● Seu objetivo:
Desloque cada coordenada, somando 63 ao seu valor, e reproduza todas as linhas desde a que contém "Target = jumping player" até o final dos registros, ambas incluídas. Todo o restante deve permanecer inalterado.
----------------------------------------
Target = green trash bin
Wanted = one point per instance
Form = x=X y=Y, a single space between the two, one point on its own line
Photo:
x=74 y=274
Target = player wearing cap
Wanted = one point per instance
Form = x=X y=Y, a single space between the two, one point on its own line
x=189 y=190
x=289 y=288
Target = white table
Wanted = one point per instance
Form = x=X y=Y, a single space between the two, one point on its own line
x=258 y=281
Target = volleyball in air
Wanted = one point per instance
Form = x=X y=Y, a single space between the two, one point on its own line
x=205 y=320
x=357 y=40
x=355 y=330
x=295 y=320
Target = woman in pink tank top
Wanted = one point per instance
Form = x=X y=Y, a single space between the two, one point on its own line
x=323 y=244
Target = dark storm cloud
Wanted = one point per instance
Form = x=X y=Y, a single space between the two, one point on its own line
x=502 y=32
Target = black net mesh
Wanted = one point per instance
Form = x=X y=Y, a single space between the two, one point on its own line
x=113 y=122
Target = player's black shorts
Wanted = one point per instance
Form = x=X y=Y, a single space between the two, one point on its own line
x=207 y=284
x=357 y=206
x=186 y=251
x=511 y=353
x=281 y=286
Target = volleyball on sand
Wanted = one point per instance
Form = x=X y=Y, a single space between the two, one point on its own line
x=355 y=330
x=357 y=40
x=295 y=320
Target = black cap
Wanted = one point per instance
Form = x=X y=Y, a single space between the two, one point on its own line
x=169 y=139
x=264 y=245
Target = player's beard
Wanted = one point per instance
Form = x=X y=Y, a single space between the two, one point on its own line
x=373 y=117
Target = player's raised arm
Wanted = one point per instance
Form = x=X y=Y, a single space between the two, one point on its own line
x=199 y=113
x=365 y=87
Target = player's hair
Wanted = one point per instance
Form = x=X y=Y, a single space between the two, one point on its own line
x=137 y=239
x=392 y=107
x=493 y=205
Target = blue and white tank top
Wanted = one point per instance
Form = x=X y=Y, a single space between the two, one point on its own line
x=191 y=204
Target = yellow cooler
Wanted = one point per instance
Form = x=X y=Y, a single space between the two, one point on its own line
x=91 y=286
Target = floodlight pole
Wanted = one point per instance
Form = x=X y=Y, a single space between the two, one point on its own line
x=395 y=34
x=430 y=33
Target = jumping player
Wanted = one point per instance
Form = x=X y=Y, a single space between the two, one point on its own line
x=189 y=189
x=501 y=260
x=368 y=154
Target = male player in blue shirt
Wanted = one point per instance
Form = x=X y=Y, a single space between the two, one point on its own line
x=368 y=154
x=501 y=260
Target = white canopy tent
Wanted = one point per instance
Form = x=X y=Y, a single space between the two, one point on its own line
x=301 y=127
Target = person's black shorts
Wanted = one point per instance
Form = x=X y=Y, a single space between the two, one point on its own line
----------------------------------------
● Resposta:
Target = jumping player
Wanted = one point per instance
Form = x=X y=Y, a single space between the two, one point on its own line
x=252 y=252
x=564 y=323
x=431 y=217
Target = male player in blue shirt
Wanted = one point per instance
Form = x=X y=Y, a single space between the two, one point on its own line
x=431 y=217
x=564 y=323
Target = white canopy tent
Wanted = one point per instance
Form = x=X y=Y, a single space between the two, one point on its own line
x=364 y=190
Target = person's black shorts
Wanted = one point per instance
Form = x=X y=Y, a single space between the two, one point on its own line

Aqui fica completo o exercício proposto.